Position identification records
-- BEGIN --
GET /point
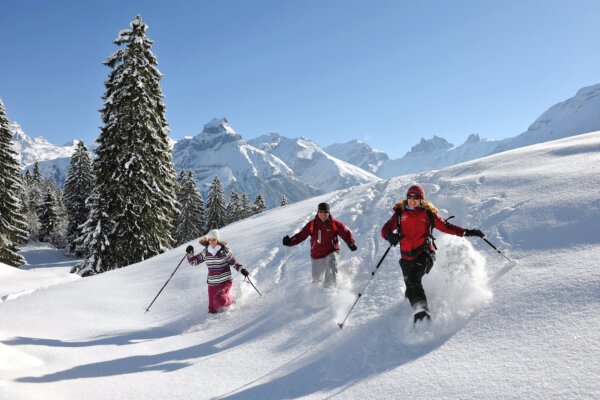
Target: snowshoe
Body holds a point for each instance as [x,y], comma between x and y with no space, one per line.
[421,315]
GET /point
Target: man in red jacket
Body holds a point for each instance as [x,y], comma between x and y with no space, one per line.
[413,218]
[324,246]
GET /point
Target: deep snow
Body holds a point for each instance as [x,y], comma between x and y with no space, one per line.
[527,329]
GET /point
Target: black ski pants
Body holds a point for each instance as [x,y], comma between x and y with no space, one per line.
[413,271]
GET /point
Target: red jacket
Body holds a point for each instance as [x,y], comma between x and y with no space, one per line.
[324,237]
[415,230]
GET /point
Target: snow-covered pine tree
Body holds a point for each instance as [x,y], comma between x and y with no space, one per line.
[133,202]
[48,218]
[78,186]
[259,204]
[12,222]
[190,223]
[233,208]
[215,206]
[246,207]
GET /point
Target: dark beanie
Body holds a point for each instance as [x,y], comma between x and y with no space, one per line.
[324,207]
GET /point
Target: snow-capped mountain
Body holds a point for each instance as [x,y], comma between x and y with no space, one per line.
[220,151]
[39,149]
[358,153]
[526,329]
[311,164]
[574,116]
[436,153]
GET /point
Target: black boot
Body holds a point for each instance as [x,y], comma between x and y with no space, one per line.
[421,311]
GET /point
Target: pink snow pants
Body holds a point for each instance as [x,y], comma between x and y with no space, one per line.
[219,297]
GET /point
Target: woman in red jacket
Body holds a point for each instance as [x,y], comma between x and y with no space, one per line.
[416,218]
[324,246]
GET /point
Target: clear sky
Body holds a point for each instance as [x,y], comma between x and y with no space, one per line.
[385,72]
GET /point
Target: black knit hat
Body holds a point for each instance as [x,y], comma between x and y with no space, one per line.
[323,207]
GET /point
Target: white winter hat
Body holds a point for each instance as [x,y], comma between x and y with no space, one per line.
[213,234]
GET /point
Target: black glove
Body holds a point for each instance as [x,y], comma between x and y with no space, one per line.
[393,238]
[474,232]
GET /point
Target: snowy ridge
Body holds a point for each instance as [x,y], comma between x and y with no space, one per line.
[219,150]
[358,153]
[520,330]
[311,164]
[39,149]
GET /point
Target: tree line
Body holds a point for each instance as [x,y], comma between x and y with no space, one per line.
[127,204]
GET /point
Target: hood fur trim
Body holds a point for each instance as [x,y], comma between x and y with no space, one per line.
[426,205]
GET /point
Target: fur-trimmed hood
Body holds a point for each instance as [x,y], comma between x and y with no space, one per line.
[204,242]
[425,204]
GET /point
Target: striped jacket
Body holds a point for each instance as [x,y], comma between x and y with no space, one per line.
[218,264]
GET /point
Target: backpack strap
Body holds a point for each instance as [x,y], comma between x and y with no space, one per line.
[312,227]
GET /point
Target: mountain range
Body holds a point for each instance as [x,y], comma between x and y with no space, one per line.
[275,165]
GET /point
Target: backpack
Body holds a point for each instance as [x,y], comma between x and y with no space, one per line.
[312,226]
[430,240]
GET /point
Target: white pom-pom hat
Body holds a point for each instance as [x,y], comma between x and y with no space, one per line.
[213,234]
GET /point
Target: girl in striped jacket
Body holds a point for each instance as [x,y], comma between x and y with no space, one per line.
[219,261]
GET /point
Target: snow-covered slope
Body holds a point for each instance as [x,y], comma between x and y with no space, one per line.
[311,164]
[436,153]
[38,149]
[219,150]
[500,330]
[574,116]
[358,153]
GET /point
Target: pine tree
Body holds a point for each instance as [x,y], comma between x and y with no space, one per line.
[233,211]
[12,222]
[190,223]
[259,204]
[133,201]
[78,186]
[246,207]
[215,206]
[48,218]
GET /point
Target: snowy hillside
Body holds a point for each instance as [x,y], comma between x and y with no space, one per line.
[436,153]
[219,150]
[527,329]
[574,116]
[358,153]
[39,149]
[311,164]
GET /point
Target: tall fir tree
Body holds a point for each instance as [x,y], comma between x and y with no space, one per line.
[190,223]
[78,186]
[259,204]
[233,208]
[215,206]
[245,207]
[12,222]
[48,218]
[133,202]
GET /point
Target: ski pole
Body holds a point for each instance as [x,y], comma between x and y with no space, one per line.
[148,309]
[250,282]
[341,324]
[494,247]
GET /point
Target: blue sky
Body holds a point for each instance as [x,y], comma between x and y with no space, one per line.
[385,72]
-- END --
**TASK DIRECTIONS:**
Omit every image. Quote each record exactly.

**CORRECT OUTPUT:**
GET /point
Target: snowshoe
Body holds a point for each instance as [x,y], comma between x and y with no space, one per line.
[421,315]
GET /point
Target: man in red jacket
Body holds a point for each instance as [x,y], comma between x and y with no space, one per line.
[413,218]
[324,246]
GET /point
Target: deep snow
Body holds a point for each instance as [x,y], comma between x and y with no space, one per line.
[527,329]
GET /point
Target: black ski pants
Body holds a point for each instance as [x,y], comma between x and y with no space, one per line.
[413,271]
GET /point
Target: red jacket
Body holds a point for each instance as [x,y], comma between x and y with no space, one per line.
[324,237]
[415,230]
GET /point
Target: snow-covered pine tree
Body holds a point for each instance as [x,y], comma between x and y with no space, one per line.
[133,202]
[48,218]
[78,186]
[259,204]
[12,222]
[190,223]
[233,208]
[215,206]
[246,207]
GET /point
Target: dark beanie
Body holds a point for each instance as [x,y], comma between x and y with no space, one per line.
[324,207]
GET /point
Target: snow-capped mountain
Body holds a point for each instance as [x,y], comma between x and y with no space, one per line.
[220,151]
[39,149]
[358,153]
[526,329]
[311,164]
[574,116]
[436,153]
GET /point
Target: black boot
Body holds a point for each instance as [x,y], comma between x and y with no space, one per line.
[421,311]
GET /point
Target: pink snow pants
Body holds a point for each instance as [x,y], comma between x and y with no space, one per line.
[219,297]
GET /point
Target: woman in red jacket
Body holds a point for each instance as [x,y], comma between x and y with no space, one per line.
[416,218]
[324,246]
GET /point
Target: clear sky
Body holds a point for each instance as [x,y], comma between x and y with no space, one per line.
[385,72]
GET /point
Target: black knit hat
Body holds a point for each instance as [x,y], comma between x and y with no space, one per line.
[323,207]
GET /point
Target: white winter hat
Body holds a point for each instance as [x,y], comma between x and y with no space, one per line.
[213,234]
GET /point
Target: black glove
Body holds a point for each instance as [x,y], comma between x and y with no space, one per line.
[393,238]
[474,232]
GET /point
Target: snowy ridge
Body holds a point for each instance as [x,y], comma between x and y with no space, one per line.
[219,150]
[358,153]
[520,330]
[311,164]
[39,149]
GET /point
Target: tree line
Body holds a point for each instance as [x,y], comma between x and y with no space, one per line.
[127,204]
GET /point
Target: hood fur trim
Body holds a point for each instance as [x,y], comma between x and y with no space, one per line.
[426,205]
GET /point
Target: fur-trimmed hood
Body holds a point for each instance as [x,y], comma between x and y with no space, one per line.
[204,242]
[425,204]
GET /point
Target: striped jacket
Body holds a point for each instance as [x,y], comma between x and y with no space, one per line.
[218,264]
GET /point
Target: backpack strap
Body holds a point for each instance as [x,y], comma between x and y with no space, one per line.
[312,227]
GET /point
Target: mountain range
Body holds a point for each instance as [x,y], comma between x and y with no space, one per line.
[275,165]
GET /point
Target: backpack
Body holds a point for each instance as [x,y], comma between x and y with no space, one per line.
[312,226]
[430,240]
GET /point
Target: white pom-pom hat
Body holds a point for each instance as [x,y], comma between x and y with no space, one per line.
[213,234]
GET /point
Target: girl in striped jacket
Body holds a point for each instance as [x,y], comma between x and y with no space, one per line.
[219,261]
GET /point
Target: snow-covered slope
Body holds a point for each instance as [x,y], comma between x and y with no space, one per line.
[311,164]
[436,153]
[38,149]
[219,150]
[500,330]
[574,116]
[358,153]
GET /point
Target: pine tree
Body holds a point for each instance as [x,y], comma between x and y with no space, one per line.
[233,211]
[12,222]
[190,223]
[259,204]
[133,201]
[78,186]
[246,207]
[215,206]
[48,218]
GET /point
Target: snowy hillside
Body holds a point for each instance as [x,y], comma between x and y with no space, one per line.
[436,153]
[219,150]
[527,329]
[574,116]
[358,153]
[39,149]
[311,164]
GET /point
Target: tall fir tree
Body holds a point for each instance as [x,y], comma between x and y with no space, one per line.
[190,223]
[78,186]
[259,204]
[233,208]
[215,206]
[245,207]
[12,222]
[48,218]
[133,202]
GET /point
Target: ski pole
Body holds a point for each instance as [x,y], comma between x and y with no space, one per line.
[148,309]
[250,282]
[341,324]
[494,247]
GET /point
Target: blue sky
Body holds a point for each instance as [x,y], comma between x and y with no space, one per line.
[385,72]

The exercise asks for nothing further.